• WHAT THIS TASK INVOLVES: Could you copy the records from their start through the line containing "[[240, 661], [64, 294]]", substituting "panel" for "veneer" and keeping everything else the same?

• EXERCISE INPUT:
* start *
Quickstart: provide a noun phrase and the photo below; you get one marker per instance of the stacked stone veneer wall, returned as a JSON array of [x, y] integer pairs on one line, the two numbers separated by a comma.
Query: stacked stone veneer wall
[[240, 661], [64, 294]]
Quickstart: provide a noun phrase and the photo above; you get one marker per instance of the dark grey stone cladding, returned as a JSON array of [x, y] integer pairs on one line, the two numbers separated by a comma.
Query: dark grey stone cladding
* end *
• SOLVED PROBLEM:
Quickstart: provide a noun phrase and the photo below; you get one marker per instance of the stacked stone panel wall, returned as a JSON array of [x, y] integer pairs on one line, the two numbers separated by a comma.
Query: stacked stone panel wall
[[240, 661], [64, 294]]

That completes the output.